:: Material provided

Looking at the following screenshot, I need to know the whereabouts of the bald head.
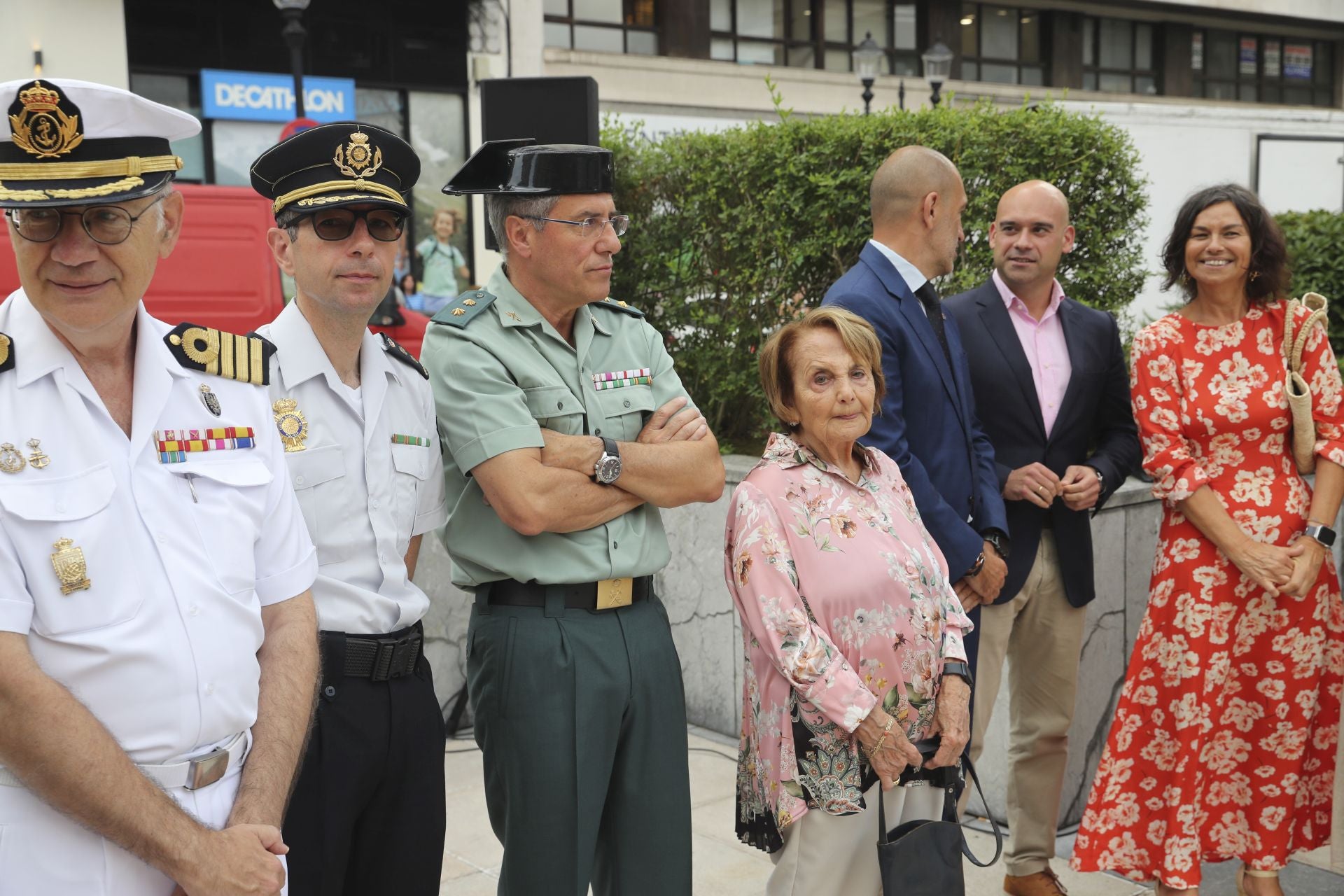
[869,146,961,230]
[995,180,1068,230]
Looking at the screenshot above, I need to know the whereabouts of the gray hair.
[485,193,561,262]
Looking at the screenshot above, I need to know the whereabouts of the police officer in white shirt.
[0,79,317,896]
[251,122,447,896]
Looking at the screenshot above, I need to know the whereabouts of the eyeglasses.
[6,192,168,246]
[308,208,406,243]
[523,215,630,239]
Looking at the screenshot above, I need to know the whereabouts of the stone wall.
[415,456,1344,826]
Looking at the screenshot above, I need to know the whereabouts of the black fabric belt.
[481,575,653,610]
[323,622,425,681]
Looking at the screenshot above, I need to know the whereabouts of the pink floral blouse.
[724,434,970,853]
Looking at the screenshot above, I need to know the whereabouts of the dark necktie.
[916,281,951,370]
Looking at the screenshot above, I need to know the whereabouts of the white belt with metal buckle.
[0,731,251,790]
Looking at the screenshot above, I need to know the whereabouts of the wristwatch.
[1306,523,1335,548]
[980,529,1012,560]
[942,659,976,688]
[593,435,621,485]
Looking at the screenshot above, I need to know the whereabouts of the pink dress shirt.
[992,270,1074,437]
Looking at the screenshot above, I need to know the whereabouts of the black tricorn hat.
[444,137,612,196]
[251,121,419,215]
[0,78,200,208]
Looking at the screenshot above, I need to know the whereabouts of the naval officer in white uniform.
[0,79,317,896]
[251,122,447,896]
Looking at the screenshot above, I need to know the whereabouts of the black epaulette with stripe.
[164,323,276,386]
[379,333,428,379]
[589,295,644,317]
[431,289,495,329]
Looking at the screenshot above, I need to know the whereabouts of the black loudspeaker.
[481,76,598,248]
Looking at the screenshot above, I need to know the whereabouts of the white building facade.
[468,0,1344,323]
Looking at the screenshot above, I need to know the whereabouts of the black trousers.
[284,629,445,896]
[466,589,691,896]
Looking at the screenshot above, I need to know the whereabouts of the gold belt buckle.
[596,576,634,610]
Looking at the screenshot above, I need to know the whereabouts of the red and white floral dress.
[1072,301,1344,888]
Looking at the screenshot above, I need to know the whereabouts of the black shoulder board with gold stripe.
[379,333,428,379]
[593,295,644,317]
[164,323,276,386]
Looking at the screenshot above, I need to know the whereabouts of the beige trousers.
[764,785,942,896]
[970,529,1087,876]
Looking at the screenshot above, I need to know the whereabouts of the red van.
[0,184,428,357]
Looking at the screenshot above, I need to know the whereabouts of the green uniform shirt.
[422,269,690,587]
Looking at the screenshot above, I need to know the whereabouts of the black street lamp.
[849,31,887,115]
[919,38,953,108]
[273,0,311,118]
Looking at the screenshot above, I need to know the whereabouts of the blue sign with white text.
[200,69,355,122]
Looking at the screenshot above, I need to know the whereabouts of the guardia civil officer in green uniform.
[424,140,723,896]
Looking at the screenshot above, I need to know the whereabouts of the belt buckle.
[596,576,634,610]
[183,747,228,790]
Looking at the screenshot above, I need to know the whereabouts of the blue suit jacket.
[821,243,1008,585]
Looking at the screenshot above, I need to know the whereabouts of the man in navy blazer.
[822,146,1008,677]
[948,180,1140,896]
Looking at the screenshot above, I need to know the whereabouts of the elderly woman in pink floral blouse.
[724,307,970,896]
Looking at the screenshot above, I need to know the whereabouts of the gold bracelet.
[868,716,897,759]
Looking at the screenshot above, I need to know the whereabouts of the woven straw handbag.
[1284,293,1325,475]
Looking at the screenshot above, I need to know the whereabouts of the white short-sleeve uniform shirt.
[258,302,447,634]
[0,290,317,763]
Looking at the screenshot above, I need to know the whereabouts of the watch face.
[596,454,621,485]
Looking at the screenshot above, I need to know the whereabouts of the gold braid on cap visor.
[272,180,406,214]
[0,156,183,180]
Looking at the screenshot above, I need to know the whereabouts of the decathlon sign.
[200,69,355,122]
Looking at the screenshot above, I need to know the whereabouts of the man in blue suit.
[822,146,1008,674]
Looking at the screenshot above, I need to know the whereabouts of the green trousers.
[466,589,691,896]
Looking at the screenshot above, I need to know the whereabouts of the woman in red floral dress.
[1072,186,1344,896]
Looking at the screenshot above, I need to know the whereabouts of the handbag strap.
[878,754,1004,868]
[1284,293,1326,373]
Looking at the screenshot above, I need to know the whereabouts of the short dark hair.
[1163,184,1293,302]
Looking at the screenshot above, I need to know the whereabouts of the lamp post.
[849,31,887,115]
[273,0,311,118]
[919,38,953,108]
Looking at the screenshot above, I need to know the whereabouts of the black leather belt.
[323,622,425,681]
[481,575,653,610]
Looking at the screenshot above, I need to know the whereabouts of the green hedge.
[1277,211,1344,357]
[602,97,1148,453]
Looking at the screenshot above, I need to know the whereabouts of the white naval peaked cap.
[0,78,200,208]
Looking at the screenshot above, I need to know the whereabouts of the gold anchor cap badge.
[270,398,308,451]
[51,539,92,594]
[28,440,51,470]
[0,442,28,473]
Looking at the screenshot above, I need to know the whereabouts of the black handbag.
[878,743,1004,896]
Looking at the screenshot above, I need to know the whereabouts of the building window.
[710,0,919,75]
[1191,28,1335,106]
[961,3,1046,86]
[1084,16,1157,95]
[542,0,659,57]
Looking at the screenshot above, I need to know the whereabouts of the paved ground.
[440,728,1344,896]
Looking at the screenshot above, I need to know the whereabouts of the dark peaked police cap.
[444,137,612,196]
[251,121,419,215]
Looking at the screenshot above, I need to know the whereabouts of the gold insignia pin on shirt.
[200,383,223,416]
[28,440,51,470]
[270,398,308,453]
[51,539,92,594]
[0,442,28,473]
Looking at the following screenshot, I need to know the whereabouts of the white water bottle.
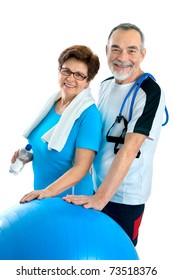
[9,144,33,175]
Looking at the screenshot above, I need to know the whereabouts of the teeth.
[65,84,75,88]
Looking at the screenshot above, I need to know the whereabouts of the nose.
[67,73,75,81]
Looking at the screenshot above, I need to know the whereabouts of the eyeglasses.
[59,67,87,81]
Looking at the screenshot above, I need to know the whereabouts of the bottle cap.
[25,144,32,151]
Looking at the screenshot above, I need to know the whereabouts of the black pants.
[102,202,145,246]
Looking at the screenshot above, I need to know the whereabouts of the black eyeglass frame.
[59,66,88,81]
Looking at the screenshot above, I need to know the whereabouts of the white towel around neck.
[23,88,95,152]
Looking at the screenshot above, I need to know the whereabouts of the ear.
[141,49,146,61]
[84,82,90,89]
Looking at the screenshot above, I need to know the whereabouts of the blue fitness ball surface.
[0,198,139,260]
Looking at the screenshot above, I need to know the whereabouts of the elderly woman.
[12,45,101,202]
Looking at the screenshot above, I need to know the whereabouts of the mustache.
[112,59,133,67]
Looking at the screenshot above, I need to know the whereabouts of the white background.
[0,0,173,276]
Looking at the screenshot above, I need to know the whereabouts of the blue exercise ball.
[0,198,139,260]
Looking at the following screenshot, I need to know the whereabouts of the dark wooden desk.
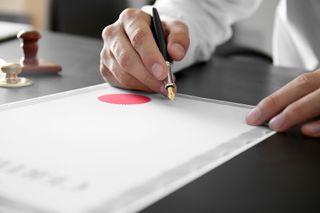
[0,33,320,213]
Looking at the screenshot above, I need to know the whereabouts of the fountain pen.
[151,7,176,101]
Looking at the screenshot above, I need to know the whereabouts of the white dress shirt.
[143,0,320,70]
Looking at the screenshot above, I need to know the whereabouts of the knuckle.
[120,8,138,21]
[117,51,131,70]
[259,94,280,110]
[171,21,189,33]
[100,49,107,62]
[296,73,314,89]
[101,24,118,40]
[143,75,159,92]
[131,29,147,48]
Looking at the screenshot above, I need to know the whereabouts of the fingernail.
[160,84,168,96]
[172,43,186,57]
[151,63,163,80]
[304,124,320,134]
[269,113,286,131]
[247,107,261,125]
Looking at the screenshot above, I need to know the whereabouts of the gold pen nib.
[167,87,176,101]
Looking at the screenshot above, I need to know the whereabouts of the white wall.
[235,0,279,55]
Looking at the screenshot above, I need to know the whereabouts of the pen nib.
[167,87,176,101]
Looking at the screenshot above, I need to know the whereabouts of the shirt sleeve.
[142,0,261,71]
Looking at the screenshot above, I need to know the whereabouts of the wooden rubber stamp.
[0,63,32,87]
[17,30,62,73]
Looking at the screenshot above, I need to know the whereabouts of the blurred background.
[0,0,279,60]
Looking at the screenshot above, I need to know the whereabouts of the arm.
[100,0,260,95]
[142,0,261,70]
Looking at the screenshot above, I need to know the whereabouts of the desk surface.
[0,33,320,213]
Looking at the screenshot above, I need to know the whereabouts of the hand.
[246,70,320,137]
[100,9,189,95]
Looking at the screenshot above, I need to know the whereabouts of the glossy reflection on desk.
[0,33,320,213]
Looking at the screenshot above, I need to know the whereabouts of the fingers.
[246,70,320,136]
[100,47,164,93]
[166,21,190,61]
[269,89,320,132]
[105,23,162,92]
[301,120,320,138]
[100,9,189,94]
[121,9,168,81]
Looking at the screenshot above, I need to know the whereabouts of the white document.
[0,21,31,41]
[0,84,274,213]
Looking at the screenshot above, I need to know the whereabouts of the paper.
[0,84,274,213]
[0,21,31,41]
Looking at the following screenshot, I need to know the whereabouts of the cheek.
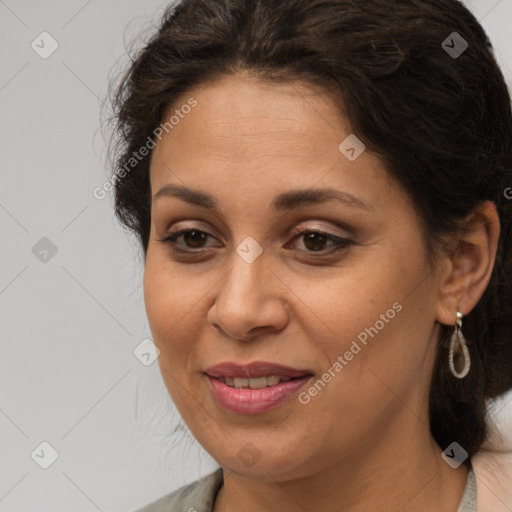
[144,248,208,359]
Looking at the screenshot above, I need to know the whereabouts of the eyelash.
[158,228,352,257]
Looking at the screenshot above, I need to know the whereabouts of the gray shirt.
[137,468,476,512]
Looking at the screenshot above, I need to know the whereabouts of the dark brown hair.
[113,0,512,456]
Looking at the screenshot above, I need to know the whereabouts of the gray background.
[0,0,512,512]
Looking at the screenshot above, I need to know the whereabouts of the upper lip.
[205,361,311,379]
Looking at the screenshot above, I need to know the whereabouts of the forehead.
[151,75,378,189]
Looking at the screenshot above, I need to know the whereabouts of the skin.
[144,73,499,512]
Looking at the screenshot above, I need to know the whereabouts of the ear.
[436,201,500,325]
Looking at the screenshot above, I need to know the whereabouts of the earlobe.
[436,201,500,325]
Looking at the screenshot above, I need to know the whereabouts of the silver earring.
[448,311,471,379]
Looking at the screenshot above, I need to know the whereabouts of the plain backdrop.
[0,0,512,512]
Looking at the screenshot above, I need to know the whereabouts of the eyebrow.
[153,183,373,213]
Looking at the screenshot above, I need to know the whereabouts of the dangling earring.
[448,311,471,379]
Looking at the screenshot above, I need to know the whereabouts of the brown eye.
[155,229,213,252]
[292,230,351,255]
[303,232,328,251]
[183,229,209,249]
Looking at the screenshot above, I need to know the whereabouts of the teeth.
[221,375,292,389]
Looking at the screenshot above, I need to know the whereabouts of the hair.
[112,0,512,457]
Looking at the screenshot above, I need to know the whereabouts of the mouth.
[204,362,313,414]
[210,375,299,389]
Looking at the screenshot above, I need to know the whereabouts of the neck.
[213,412,468,512]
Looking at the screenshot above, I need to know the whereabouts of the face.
[144,74,439,480]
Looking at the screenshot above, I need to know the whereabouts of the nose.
[208,253,288,341]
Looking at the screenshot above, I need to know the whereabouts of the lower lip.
[207,375,313,414]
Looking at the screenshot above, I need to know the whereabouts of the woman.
[109,0,512,512]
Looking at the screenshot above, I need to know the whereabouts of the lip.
[206,367,313,414]
[205,361,313,379]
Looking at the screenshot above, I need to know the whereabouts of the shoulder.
[136,468,223,512]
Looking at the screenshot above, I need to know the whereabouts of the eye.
[284,229,351,255]
[158,229,218,253]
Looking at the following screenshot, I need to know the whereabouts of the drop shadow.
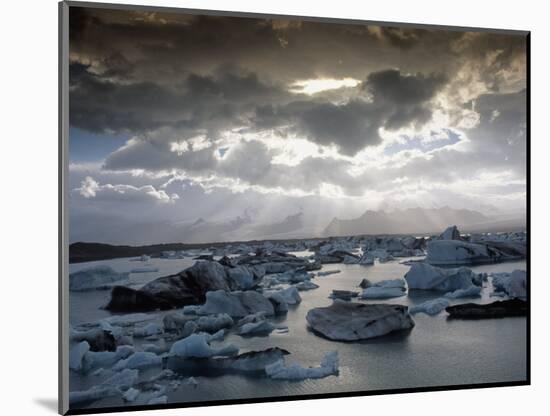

::::

#### What the exercise asks
Copy out the lines above again, starting at the line containing "in navy blazer." and ending at the line containing "[1072,186,1344,896]", both included. Multiply every bounding-box coordinate in the answers by 1.7 and round to whole numbers, with halves rounding up; the request lines stay unchanged.

#### Answer
Looking at the screenshot above, I need to know the whereabouts of the man in navy blazer.
[1397,248,1714,1151]
[1612,306,1938,1523]
Looking at the screenshot above, I need to know the whereabouts of the elderly woman in pink floral blouse.
[1231,522,1649,1523]
Looking at the screenshot above, I need to know the whereabouts of the gold bracelet.
[1476,1217,1525,1290]
Looking at the screenshot above, I need to know the whereabouts of the woven straw handbag.
[2183,498,2253,808]
Looking at the screenshot above, I need to know the whereabouts of the white short-sleeve uniform shirt.
[439,513,760,1078]
[0,493,539,1297]
Looking at the screenshot above, I need to know the whereabouts of the watch face.
[1013,772,1056,825]
Looking at the screenshot above, I need to know the whereabouts of the gold braid on cap visor.
[462,306,690,364]
[0,265,311,306]
Looking at the screenshot above, I need to know the whereabouts of the decathlon sign.
[340,117,604,207]
Looking at the screenshot above, I need to know the whereabouts of the man in blue suit.
[1397,248,1714,1146]
Looking at the screenshot above, I need to know the whereabouts of the green trousers.
[792,1001,1175,1523]
Looking at the screenshot above, I need to know the whereabouts of the woman in red floral dress.
[1822,316,2285,1523]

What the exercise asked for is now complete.